Finally, the MARC XML metadata schema supports the Extensible Markup Language (XML)
encoding of MARC records; it provides the tags for marking up bibliographic, authority, and
holdings MARC records.
Another example of standards and schemas comes from the archival world. AACR2 is
insufficient for describing archival collections, where Describing Archives: A Content Standard
(DACS) is used instead. DACS is a set of rules for describing archives, personal papers, and
manuscript collections, and it specifies the elements to be used at different levels in multilevel
description. DACS tells you how to write a finding aid, which could be implemented in MARC
or in Encoded Archival Description (EAD), the standard for encoding archival finding aids in
XML. This example illustrates an important point, which is that content standards are output
neutral – they tell you how to describe something but not how to format that description.

* MATERIAL SUPPLIED *
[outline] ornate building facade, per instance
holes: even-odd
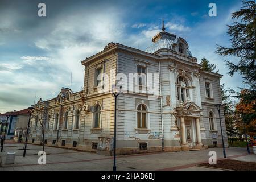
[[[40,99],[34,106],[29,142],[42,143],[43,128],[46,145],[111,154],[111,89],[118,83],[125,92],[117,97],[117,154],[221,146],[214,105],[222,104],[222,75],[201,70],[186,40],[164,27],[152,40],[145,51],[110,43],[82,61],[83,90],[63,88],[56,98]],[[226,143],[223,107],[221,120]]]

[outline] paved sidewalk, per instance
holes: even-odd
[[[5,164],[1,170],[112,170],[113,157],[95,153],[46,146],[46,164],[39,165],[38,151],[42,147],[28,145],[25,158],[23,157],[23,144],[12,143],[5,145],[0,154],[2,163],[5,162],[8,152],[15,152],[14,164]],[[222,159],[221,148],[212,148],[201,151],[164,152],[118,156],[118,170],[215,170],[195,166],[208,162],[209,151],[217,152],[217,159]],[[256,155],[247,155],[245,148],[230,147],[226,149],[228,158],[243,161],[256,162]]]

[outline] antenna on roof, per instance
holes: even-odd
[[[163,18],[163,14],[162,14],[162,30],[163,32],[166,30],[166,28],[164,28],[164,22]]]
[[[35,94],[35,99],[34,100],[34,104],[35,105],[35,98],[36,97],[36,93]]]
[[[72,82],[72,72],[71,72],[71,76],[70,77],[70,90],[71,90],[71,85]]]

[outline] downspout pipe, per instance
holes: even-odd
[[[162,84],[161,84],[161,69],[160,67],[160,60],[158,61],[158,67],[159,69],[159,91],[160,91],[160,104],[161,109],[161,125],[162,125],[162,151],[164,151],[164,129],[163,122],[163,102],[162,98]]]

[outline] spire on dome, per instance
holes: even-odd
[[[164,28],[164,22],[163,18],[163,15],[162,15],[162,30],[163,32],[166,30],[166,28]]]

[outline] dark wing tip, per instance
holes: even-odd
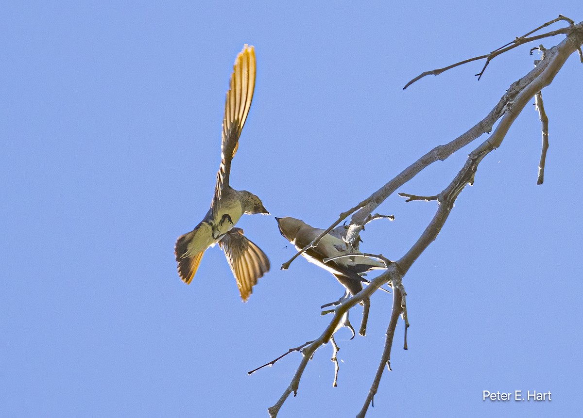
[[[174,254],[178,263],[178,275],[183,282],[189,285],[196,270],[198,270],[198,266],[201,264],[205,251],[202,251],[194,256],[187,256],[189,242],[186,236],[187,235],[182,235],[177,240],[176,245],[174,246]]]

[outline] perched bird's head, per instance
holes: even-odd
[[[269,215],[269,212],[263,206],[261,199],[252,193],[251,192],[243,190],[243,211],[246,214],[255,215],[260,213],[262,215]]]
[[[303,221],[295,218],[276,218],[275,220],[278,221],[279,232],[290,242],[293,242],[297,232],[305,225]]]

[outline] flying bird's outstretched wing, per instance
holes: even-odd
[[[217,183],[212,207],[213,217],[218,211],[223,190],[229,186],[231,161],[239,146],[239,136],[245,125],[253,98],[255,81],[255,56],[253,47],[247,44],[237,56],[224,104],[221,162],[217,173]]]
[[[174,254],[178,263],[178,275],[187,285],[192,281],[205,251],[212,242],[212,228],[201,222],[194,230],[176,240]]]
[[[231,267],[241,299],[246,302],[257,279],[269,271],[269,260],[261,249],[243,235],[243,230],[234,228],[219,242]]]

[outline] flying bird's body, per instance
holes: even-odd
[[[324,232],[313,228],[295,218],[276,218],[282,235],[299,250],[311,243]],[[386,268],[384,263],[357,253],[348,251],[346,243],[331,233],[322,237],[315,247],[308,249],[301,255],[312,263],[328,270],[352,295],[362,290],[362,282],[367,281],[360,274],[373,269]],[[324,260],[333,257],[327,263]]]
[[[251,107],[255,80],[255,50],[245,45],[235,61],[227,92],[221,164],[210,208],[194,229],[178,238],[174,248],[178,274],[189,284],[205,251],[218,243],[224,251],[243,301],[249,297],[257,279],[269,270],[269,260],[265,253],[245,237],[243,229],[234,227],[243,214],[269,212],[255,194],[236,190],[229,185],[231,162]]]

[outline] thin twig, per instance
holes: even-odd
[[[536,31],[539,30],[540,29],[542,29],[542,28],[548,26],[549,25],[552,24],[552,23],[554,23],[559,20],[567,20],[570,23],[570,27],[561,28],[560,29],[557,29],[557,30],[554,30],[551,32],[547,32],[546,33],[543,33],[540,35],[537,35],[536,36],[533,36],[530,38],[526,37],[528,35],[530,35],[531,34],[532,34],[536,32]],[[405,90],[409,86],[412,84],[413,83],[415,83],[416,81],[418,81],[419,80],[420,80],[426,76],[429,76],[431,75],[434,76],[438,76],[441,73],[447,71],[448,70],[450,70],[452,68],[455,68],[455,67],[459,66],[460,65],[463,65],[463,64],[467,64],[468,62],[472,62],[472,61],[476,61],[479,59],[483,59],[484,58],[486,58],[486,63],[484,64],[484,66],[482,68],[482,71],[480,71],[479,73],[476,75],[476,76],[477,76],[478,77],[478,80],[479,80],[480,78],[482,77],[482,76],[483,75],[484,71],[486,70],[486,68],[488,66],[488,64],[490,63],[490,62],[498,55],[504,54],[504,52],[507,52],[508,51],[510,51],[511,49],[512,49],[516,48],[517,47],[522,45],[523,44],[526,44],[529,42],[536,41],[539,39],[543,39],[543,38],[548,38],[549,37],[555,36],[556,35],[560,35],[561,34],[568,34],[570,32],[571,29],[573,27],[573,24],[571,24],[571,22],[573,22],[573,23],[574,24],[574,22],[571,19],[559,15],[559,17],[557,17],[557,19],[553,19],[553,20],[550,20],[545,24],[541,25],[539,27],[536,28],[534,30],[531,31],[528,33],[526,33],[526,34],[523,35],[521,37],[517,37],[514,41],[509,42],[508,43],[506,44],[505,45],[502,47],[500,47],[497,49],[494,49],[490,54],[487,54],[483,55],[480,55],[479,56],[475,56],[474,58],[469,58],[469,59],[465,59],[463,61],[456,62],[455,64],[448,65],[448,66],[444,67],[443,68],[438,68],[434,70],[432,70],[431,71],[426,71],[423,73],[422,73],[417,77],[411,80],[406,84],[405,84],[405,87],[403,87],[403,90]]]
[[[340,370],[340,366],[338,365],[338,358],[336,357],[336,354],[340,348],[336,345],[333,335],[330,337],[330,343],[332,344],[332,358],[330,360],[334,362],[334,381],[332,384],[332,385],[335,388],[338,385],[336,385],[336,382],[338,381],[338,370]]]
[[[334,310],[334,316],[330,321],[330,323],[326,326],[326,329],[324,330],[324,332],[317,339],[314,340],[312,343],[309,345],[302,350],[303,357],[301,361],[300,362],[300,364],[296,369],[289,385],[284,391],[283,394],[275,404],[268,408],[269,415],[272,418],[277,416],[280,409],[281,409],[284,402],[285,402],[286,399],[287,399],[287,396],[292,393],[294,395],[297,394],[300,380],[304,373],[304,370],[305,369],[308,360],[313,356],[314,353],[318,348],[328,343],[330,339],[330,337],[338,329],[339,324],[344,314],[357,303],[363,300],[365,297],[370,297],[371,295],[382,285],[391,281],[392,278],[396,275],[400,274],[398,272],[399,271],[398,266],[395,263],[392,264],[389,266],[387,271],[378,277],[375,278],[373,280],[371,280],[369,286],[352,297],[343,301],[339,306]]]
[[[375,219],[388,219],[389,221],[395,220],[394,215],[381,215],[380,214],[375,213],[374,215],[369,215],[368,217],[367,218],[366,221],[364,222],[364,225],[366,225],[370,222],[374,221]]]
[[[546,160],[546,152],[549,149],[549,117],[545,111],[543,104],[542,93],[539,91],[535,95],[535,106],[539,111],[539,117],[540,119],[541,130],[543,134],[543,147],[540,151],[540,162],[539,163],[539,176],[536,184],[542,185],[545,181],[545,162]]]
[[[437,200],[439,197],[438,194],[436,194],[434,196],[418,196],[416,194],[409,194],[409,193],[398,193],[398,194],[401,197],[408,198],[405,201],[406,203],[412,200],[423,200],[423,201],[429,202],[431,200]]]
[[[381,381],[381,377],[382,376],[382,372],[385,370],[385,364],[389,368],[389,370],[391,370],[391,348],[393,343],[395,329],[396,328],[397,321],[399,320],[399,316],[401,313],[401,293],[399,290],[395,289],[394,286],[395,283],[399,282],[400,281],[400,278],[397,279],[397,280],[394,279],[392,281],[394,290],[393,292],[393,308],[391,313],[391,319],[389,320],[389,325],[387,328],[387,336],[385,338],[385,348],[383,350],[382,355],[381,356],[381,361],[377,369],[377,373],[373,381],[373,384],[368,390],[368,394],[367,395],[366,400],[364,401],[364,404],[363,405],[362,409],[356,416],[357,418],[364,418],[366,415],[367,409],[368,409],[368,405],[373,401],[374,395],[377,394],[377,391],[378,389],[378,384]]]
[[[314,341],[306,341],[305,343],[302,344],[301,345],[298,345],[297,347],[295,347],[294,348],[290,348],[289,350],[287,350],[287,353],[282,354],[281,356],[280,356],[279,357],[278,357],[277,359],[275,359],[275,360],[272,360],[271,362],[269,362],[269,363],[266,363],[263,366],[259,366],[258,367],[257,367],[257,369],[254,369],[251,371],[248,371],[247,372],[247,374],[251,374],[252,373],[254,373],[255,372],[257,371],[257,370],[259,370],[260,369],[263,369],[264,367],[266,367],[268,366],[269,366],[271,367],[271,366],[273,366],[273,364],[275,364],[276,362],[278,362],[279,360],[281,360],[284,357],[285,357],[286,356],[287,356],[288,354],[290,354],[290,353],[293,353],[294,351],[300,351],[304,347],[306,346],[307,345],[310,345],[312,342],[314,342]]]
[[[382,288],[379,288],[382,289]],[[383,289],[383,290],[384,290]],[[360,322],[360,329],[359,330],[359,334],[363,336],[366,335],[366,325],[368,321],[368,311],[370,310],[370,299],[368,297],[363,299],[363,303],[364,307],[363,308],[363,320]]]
---
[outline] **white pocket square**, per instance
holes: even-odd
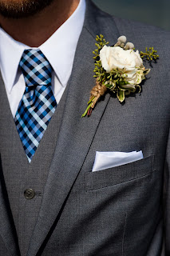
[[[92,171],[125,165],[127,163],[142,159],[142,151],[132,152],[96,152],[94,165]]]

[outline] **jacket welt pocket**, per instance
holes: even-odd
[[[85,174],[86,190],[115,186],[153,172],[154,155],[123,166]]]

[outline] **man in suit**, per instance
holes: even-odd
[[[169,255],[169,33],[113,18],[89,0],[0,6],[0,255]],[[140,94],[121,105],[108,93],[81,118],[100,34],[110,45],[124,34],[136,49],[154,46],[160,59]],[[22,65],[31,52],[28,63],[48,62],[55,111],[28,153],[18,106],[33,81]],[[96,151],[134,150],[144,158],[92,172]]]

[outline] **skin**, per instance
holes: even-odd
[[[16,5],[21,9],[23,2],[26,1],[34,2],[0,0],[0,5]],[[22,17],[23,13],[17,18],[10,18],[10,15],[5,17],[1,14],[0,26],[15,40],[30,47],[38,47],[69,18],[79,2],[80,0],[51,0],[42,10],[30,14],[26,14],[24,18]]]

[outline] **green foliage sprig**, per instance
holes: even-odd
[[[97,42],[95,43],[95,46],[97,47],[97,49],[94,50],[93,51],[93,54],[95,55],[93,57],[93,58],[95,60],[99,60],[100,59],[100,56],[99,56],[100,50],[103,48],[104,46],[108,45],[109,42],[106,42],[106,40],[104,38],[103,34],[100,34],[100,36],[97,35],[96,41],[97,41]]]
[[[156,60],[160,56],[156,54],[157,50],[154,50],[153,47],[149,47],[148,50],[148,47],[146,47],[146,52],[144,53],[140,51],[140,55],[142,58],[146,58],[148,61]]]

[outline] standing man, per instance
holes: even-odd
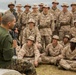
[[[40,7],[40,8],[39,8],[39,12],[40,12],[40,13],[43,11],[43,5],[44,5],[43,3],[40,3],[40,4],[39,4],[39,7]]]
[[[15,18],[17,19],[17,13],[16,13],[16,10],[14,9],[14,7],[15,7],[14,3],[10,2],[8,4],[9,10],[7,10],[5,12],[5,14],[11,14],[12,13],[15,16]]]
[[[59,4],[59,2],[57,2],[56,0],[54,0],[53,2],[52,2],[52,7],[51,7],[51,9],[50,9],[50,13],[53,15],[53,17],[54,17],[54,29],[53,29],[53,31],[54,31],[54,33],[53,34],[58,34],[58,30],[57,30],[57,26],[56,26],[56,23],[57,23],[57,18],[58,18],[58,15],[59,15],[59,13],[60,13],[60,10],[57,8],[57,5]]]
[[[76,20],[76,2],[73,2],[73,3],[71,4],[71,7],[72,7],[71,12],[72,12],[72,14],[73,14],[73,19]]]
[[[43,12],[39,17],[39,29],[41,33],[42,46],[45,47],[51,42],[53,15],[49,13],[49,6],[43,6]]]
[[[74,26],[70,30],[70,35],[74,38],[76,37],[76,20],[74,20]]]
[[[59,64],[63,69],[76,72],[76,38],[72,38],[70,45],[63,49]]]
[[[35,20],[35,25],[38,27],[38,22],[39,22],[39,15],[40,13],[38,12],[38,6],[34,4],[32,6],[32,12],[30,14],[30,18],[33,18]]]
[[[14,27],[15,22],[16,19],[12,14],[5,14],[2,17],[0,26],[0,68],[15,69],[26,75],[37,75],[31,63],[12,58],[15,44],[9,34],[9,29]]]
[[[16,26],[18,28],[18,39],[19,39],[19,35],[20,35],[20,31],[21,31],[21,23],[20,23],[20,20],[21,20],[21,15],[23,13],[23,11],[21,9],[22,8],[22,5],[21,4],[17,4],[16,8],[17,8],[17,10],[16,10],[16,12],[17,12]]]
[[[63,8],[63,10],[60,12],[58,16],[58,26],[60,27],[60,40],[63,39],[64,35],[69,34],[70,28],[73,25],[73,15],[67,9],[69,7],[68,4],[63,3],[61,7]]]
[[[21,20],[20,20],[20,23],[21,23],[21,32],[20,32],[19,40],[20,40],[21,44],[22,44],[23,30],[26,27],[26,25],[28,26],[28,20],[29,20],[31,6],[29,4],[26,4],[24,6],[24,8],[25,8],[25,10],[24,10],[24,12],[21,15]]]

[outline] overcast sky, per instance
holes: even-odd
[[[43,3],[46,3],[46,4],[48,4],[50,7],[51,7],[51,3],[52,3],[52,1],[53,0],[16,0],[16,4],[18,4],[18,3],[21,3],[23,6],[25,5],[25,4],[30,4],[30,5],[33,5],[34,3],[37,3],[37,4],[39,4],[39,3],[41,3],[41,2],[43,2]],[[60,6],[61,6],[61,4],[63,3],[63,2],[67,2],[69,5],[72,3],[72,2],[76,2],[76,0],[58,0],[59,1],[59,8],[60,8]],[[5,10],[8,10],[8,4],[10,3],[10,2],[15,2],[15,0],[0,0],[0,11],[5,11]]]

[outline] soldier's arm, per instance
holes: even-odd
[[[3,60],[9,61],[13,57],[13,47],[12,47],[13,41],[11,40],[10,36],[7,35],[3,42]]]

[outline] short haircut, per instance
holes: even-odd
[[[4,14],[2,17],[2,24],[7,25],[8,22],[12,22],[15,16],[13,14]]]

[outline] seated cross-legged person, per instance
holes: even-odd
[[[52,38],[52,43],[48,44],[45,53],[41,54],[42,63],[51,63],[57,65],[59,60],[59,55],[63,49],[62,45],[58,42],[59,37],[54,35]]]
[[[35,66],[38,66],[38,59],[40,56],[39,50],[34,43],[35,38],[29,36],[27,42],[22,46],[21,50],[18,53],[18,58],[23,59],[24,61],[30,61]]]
* * *
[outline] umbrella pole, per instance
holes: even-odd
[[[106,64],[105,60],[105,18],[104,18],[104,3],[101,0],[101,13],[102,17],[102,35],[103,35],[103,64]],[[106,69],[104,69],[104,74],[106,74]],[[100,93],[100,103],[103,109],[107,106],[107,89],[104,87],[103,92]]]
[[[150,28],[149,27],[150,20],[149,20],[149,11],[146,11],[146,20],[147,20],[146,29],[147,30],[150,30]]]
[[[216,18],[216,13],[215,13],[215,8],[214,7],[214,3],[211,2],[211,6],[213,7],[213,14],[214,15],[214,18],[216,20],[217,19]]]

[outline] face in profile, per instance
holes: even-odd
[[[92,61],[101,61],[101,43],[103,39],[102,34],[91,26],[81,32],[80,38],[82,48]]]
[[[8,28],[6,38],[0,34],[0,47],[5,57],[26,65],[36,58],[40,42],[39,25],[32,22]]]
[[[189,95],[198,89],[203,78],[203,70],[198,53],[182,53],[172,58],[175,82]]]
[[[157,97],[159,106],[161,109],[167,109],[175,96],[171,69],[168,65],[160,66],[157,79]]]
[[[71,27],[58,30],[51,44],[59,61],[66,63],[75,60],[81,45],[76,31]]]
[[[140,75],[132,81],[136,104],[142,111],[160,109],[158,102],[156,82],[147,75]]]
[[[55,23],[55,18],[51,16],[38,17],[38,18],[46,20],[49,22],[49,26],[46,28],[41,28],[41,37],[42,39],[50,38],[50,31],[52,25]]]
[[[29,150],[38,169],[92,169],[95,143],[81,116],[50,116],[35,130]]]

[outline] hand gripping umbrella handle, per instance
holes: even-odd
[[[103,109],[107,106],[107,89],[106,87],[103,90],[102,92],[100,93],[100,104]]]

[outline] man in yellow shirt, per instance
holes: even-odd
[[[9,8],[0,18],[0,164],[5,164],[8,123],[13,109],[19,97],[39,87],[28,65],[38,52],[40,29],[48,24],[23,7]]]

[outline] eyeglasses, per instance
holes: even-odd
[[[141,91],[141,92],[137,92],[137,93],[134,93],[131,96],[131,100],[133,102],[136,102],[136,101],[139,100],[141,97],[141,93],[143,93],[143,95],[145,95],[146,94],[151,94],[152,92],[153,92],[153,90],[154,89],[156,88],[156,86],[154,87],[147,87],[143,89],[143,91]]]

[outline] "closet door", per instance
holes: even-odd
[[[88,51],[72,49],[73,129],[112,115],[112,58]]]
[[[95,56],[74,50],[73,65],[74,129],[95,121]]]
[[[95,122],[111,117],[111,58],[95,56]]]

* INSTRUCTIONS *
(1) Reproduce the passage on metadata standards between "Another example of" and "format that description.", inclusive.
(2) Which types of MARC records does the MARC XML schema provide markup tags for, according to the passage on metadata standards?

* ANSWERS FOR THE EXERCISE *
(1)
Another example of standards and schemas comes from the archival world. AACR2 is
insufficient for describing archival collections, where Describing Archives: A Content Standard
(DACS) is used instead. DACS is a set of rules for describing archives, personal papers, and
manuscript collections, and it specifies the elements to be used at different levels in multilevel
description. DACS tells you how to write a finding aid, which could be implemented in MARC
or in Encoded Archival Description (EAD), the standard for encoding archival finding aids in
XML. This example illustrates an important point, which is that content standards are output
neutral – they tell you how to describe something but not how to format that description.

(2) Bibliographic, authority, and holdings